==== 課題用データ

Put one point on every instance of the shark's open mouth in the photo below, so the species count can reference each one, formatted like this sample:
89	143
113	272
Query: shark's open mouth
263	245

========

課題
上のエントリを、1行を1つの文字列とするJSONのリストに整形してください。空行は除いてください。

解答
[
  "Put one point on every instance of the shark's open mouth in the photo below, so the species count can reference each one, formatted like this sample:",
  "89\t143",
  "113\t272",
  "Query: shark's open mouth",
  "263\t245"
]